**Apply what you read:**
• A. In the passage on COVID-19 and Black Lives Matter, reproduce the portion between "Maybe it was that, in" and "to something meaningful.", inclusive, replacing "wearing a mask" with "wearing a face covering".
• B. Continue the passage on COVID-19 and Black Lives Matter from its final sentence.

**Provided text:**
■ ■ ■ ■
Maybe it was that, in the months of staying home, wearing a mask, and washing our hands, we’d seen how our actions as individuals could collectively build to something meaningful.
Maybe it was that because of the pandemic, many of us had the time to give to caring about the cause, and doing something about it.
Maybe it was that minority communities across the Western world had spent the months of lockdown hearing how much more likely they were to catch the virus, and how much more likely there were to die if they did.
Whatever it was, people the world over were galvanized into action and generations of deep grief became inescapably visible in a way that it hasn’t been since the beating of Rodney King in 1992.
These two threads—COVID-19 and Black Lives Matter—are pieces of the same tapestry. In an opinion piece for Alabama’s AL.com, journalist Kyle Whitmire writes, “[i]t’s tempting to see the coronavirus and the Black Lives Matter movement as competing issues dueling for our collective attention. But they’re not. If you lay both stories on top of each other to see how they overlap, you will see they’re not so unrelated. Their edges line up very well.”
He goes on to point out, “Racism kills in many ways. It kills through police brutality. It kills through lack of health care. It kills with bullets. It kills with toxins, pathogens and disease. It smothers its victims until they can’t breathe, either by a knee on their necks or a virus in their lungs.”
■ ■ ■ ■
**Dataset excerpt:**

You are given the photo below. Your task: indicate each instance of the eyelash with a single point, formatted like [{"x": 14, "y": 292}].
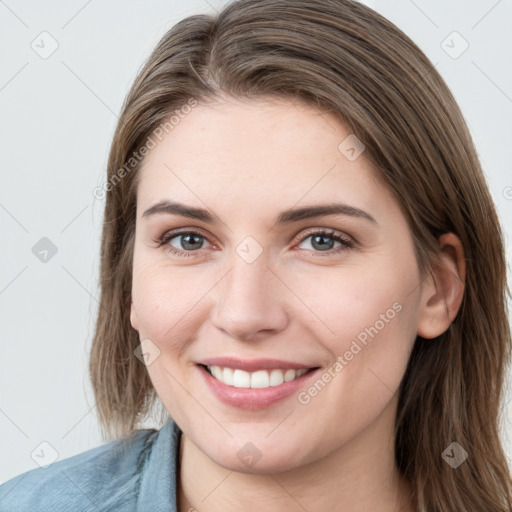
■ ■ ■ ■
**Task-by-task answers:**
• A.
Maybe it was that, in the months of staying home, wearing a face covering, and washing our hands, we’d seen how our actions as individuals could collectively build to something meaningful.

• B.
He’s right—but his stance is not one we see often in the way these stories are being reported, and we know that the way news stories come into the public consciousness matters. As Hannah’s piece last week pointed out, the Spanish Flu that broke out across the world during WWI didn’t originate in Spain—their press were just the only ones willing to talk about it. Everyone else was too scared of showing weakness to their enemies or lowering morale to admit they had a problem, and now we call the flu of 1918 the ‘Spanish’ flu.
When we look back at this time in history, we’ll remember COVID-19 like we remember the Spanish flu—but will we have enough awareness to see that the pandemic and BLM are as linked as the Spanish flu and WWI?
And will we remember BLM like we remember the civil rights movement of the 60s? That movement took off in 1955 with Rosa Parks, but didn’t end until the Civil Rights Act was passed in 1968. Will there be enough change in the coming years for history to be able to draw a line back to the death of George Floyd and say ‘this is where it started’?
A recent report from Digital Trends shows that interest in the coronavirus has waned in the U.S., with the numbers of online COVID-related searches plummeting. But a virus doesn’t care if we’re interested in it or not—it will keep coming for us, keep killing people, even if we’ve grown bored of hearing about it.
And the other pandemic the Western world is fighting—systemic racism—isn’t going anywhere, either. It’s going to keep killing people in both the overt ways we know and the covert ways many of us are only just starting to grapple with.
The challenge now facing all of us is how to keep our interest in these issues active despite our content exhaustion. Nowhere is this more clear than in the U.S., where coronavirus cases are surging in many states yet people have collectively lost interest, and where the systemic racism that took decades to solidify into entrenched and immovable social and governmental structures has not suffered more than a few toppled statues as a setback.
The fight to save lives on both fronts is just beginning. We need to keep paying attention.